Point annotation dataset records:
▬▬▬▬▬▬
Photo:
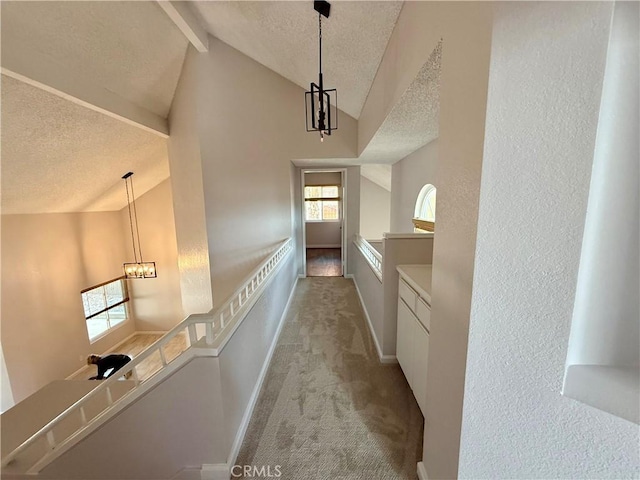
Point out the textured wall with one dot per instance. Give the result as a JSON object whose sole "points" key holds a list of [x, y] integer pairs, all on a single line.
{"points": [[188, 193], [47, 260], [409, 175], [547, 65], [250, 123], [465, 31], [157, 304], [375, 206]]}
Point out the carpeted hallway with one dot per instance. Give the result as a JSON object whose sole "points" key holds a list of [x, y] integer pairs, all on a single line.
{"points": [[328, 408]]}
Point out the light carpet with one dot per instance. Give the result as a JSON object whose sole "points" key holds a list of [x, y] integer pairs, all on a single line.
{"points": [[328, 408]]}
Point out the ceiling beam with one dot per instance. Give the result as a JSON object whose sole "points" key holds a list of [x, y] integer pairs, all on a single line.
{"points": [[43, 72], [188, 22]]}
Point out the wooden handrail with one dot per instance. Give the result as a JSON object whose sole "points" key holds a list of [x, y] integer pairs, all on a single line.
{"points": [[227, 314]]}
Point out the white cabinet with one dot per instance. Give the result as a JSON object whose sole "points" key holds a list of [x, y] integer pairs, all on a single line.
{"points": [[404, 339], [412, 341]]}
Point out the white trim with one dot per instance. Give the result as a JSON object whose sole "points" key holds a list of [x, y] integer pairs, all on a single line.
{"points": [[325, 245], [382, 358], [224, 336], [126, 339], [40, 71], [242, 430], [188, 22], [422, 471], [343, 231]]}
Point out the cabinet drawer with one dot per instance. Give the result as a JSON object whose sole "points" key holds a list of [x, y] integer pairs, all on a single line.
{"points": [[407, 294], [419, 368], [404, 340], [423, 311]]}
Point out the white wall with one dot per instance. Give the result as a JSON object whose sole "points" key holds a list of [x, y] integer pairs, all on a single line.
{"points": [[352, 211], [547, 63], [47, 259], [371, 295], [244, 356], [6, 400], [158, 435], [465, 28], [251, 125], [323, 234], [157, 302], [375, 209], [408, 176], [188, 192]]}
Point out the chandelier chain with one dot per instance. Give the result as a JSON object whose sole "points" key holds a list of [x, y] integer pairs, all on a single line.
{"points": [[135, 213], [133, 240]]}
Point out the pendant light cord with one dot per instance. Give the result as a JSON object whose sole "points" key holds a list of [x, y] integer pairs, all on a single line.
{"points": [[133, 241], [135, 214], [320, 36]]}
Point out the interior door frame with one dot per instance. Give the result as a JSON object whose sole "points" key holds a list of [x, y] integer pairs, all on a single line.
{"points": [[343, 219]]}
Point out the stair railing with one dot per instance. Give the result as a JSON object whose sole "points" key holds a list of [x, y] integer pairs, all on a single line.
{"points": [[371, 255], [218, 325]]}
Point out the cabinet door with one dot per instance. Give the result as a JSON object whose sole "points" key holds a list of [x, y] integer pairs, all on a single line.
{"points": [[419, 368], [404, 340]]}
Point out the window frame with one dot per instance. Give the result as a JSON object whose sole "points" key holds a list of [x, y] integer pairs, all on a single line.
{"points": [[323, 199], [124, 301], [420, 222]]}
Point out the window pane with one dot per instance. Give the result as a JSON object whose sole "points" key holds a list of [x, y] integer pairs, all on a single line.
{"points": [[312, 192], [93, 301], [330, 192], [330, 210], [313, 210], [96, 326], [117, 315]]}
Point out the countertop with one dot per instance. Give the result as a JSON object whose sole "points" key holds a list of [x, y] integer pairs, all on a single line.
{"points": [[418, 277]]}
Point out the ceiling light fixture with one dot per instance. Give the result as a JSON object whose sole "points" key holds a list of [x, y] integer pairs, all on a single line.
{"points": [[138, 269], [318, 100]]}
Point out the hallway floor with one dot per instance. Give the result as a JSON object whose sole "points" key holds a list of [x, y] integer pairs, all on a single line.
{"points": [[324, 262], [328, 408]]}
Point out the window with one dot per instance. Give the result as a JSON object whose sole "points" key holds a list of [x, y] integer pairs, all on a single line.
{"points": [[424, 217], [322, 203], [104, 306]]}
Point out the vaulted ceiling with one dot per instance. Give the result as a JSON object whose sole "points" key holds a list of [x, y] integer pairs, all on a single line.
{"points": [[65, 64]]}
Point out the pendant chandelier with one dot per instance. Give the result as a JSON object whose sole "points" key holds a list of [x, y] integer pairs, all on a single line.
{"points": [[137, 269], [318, 99]]}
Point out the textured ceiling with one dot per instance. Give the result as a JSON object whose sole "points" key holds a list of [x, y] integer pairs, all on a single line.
{"points": [[378, 174], [61, 157], [283, 36], [411, 123], [130, 48]]}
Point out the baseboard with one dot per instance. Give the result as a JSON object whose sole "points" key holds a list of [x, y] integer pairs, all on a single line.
{"points": [[235, 449], [383, 358], [422, 471], [218, 471]]}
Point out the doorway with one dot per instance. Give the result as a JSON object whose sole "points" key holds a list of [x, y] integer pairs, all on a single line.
{"points": [[323, 219]]}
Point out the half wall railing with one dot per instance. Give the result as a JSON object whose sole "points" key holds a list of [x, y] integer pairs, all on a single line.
{"points": [[209, 330]]}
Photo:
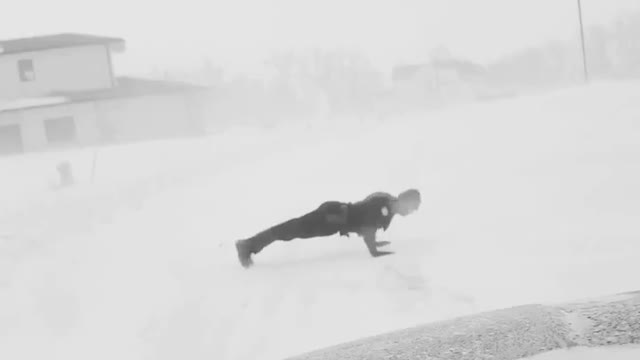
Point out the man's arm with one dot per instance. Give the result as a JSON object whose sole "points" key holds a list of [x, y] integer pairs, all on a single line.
{"points": [[369, 237]]}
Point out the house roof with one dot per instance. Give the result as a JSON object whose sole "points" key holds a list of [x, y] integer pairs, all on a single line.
{"points": [[131, 87], [55, 41], [128, 87]]}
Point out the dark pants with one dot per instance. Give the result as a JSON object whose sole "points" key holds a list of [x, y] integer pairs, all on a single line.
{"points": [[328, 219]]}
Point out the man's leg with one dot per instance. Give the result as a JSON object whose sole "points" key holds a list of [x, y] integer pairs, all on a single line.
{"points": [[324, 221]]}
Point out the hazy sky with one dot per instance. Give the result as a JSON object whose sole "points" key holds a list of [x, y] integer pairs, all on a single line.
{"points": [[241, 33]]}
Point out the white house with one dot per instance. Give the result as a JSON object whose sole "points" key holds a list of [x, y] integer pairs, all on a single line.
{"points": [[61, 90]]}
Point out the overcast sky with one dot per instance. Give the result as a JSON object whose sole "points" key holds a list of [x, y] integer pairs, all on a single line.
{"points": [[241, 33]]}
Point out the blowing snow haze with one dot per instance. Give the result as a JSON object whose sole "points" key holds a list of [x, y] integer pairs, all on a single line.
{"points": [[241, 35], [140, 140]]}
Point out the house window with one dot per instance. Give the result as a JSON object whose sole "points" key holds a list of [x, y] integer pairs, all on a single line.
{"points": [[60, 130], [25, 68]]}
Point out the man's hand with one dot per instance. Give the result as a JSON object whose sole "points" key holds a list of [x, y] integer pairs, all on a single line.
{"points": [[369, 237]]}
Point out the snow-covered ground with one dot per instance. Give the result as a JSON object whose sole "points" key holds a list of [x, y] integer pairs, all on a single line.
{"points": [[628, 352], [525, 200]]}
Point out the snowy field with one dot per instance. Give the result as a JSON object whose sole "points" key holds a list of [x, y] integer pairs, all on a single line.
{"points": [[525, 200], [628, 352]]}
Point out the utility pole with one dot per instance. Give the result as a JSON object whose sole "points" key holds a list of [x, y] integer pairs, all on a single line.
{"points": [[584, 52]]}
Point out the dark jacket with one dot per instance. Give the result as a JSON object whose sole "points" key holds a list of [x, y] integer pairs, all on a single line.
{"points": [[370, 214]]}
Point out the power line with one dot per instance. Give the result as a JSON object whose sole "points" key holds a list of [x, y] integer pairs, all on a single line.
{"points": [[584, 53]]}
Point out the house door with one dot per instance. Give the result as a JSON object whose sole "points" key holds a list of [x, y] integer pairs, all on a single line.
{"points": [[10, 139]]}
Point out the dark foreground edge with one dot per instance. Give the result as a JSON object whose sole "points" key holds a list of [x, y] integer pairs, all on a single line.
{"points": [[512, 333]]}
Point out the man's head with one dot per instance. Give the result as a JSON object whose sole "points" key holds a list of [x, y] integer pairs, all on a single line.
{"points": [[408, 202]]}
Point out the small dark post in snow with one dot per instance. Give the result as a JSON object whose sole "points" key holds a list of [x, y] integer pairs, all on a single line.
{"points": [[66, 174], [584, 53], [94, 164]]}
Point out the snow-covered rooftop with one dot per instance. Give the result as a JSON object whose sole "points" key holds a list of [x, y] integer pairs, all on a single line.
{"points": [[19, 103]]}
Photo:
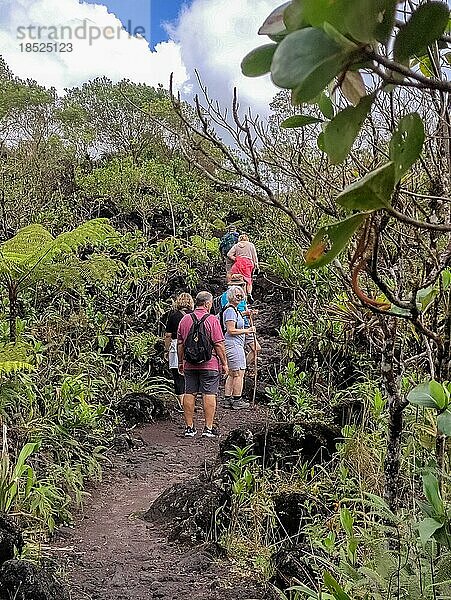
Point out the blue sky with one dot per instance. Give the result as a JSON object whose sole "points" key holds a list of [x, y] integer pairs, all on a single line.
{"points": [[149, 14]]}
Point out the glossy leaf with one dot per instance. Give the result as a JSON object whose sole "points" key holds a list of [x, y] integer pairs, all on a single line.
{"points": [[274, 24], [406, 143], [341, 132], [426, 25], [372, 192], [353, 87], [299, 121], [431, 491], [294, 16], [306, 61], [421, 396], [438, 393], [258, 61], [331, 240], [444, 423], [427, 528]]}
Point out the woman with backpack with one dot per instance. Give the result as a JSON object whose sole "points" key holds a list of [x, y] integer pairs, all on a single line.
{"points": [[183, 305], [235, 333], [245, 261]]}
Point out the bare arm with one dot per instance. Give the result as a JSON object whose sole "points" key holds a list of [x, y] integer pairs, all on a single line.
{"points": [[232, 329], [220, 351]]}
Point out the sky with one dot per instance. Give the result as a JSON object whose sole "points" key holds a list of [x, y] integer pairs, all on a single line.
{"points": [[141, 40]]}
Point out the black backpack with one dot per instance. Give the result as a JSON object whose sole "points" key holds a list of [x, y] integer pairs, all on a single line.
{"points": [[221, 316], [198, 344]]}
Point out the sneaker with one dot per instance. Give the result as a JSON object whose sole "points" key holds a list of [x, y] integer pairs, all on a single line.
{"points": [[190, 431], [213, 432], [240, 404]]}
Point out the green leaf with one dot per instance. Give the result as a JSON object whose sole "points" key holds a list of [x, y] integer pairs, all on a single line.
{"points": [[444, 423], [306, 61], [427, 528], [299, 121], [325, 105], [334, 587], [372, 192], [438, 394], [426, 25], [258, 61], [421, 396], [294, 16], [406, 143], [331, 240], [274, 24], [341, 132], [431, 491]]}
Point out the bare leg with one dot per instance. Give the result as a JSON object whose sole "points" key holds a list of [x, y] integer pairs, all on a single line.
{"points": [[209, 409], [238, 382], [188, 409]]}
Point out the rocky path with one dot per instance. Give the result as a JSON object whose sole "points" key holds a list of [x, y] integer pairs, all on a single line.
{"points": [[111, 553]]}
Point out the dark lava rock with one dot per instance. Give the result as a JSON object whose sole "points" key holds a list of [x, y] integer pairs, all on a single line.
{"points": [[23, 580], [188, 509], [285, 443], [10, 538], [138, 407], [293, 565]]}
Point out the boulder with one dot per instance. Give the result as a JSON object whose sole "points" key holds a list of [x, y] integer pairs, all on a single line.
{"points": [[23, 580]]}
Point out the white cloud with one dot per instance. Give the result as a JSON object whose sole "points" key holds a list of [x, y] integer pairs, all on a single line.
{"points": [[123, 56], [214, 36]]}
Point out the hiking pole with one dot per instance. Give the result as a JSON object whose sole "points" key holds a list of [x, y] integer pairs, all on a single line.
{"points": [[251, 321]]}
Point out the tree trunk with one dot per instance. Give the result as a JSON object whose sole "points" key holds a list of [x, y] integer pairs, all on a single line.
{"points": [[396, 406]]}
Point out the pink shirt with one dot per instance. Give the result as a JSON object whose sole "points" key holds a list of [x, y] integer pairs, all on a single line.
{"points": [[212, 327]]}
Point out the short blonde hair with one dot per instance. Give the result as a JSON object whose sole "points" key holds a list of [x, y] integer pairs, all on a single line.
{"points": [[184, 300]]}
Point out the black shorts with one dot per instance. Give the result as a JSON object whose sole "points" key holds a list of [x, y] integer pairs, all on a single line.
{"points": [[201, 381]]}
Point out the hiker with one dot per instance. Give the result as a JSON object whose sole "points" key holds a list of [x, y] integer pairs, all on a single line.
{"points": [[251, 346], [201, 355], [235, 339], [245, 261], [183, 305], [226, 243]]}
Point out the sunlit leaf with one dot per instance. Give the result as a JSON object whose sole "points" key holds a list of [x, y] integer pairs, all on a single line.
{"points": [[299, 121], [372, 192], [306, 61], [258, 61], [331, 240], [426, 25], [341, 132], [427, 528], [406, 143]]}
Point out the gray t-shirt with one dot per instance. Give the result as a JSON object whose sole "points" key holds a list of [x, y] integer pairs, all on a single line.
{"points": [[230, 314]]}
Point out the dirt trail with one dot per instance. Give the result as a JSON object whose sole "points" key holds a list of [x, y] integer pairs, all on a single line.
{"points": [[113, 554]]}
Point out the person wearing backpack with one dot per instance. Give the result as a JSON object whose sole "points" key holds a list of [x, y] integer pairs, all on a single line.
{"points": [[183, 305], [201, 354], [245, 261], [227, 242], [235, 339]]}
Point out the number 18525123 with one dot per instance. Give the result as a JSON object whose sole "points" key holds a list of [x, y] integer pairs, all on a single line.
{"points": [[46, 47]]}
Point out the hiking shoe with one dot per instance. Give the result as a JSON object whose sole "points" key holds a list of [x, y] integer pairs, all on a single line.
{"points": [[213, 432], [240, 404], [190, 431]]}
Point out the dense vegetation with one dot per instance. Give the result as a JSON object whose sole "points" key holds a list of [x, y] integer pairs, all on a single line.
{"points": [[112, 200]]}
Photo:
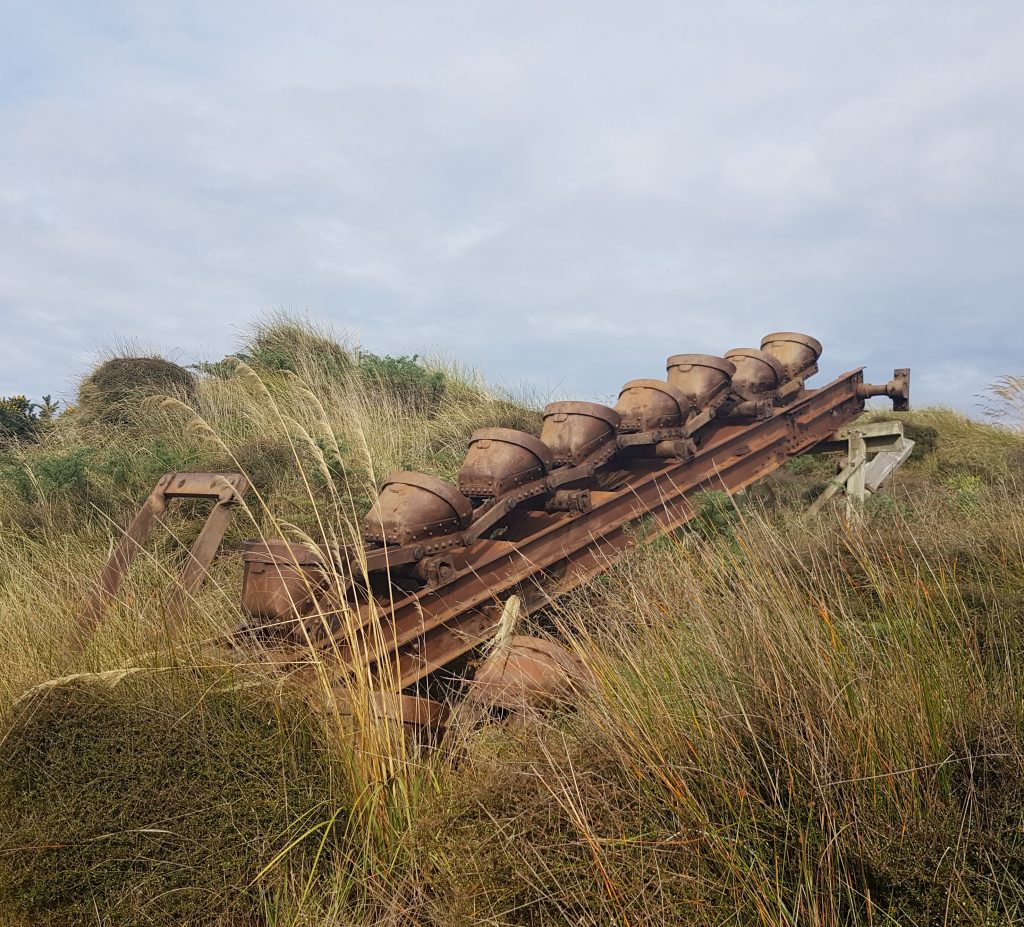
▬▬▬▬▬▬
▸ **WHAT YOU HAVE TO DO**:
Extract every line of the items above that contains the word "black", matching case exactly.

▸ **COMPLETE ANSWER**:
Point out the black backpack with one dot per instance. Give the result as a JSON object whose sole "points" key holds a list of [x, y] integer pairs, all on a single line.
Point out the black shorts with one dot per instance. Give the result as a JSON object whose sole "points" key holds a list of [x, y] integer pairs, all on a single line.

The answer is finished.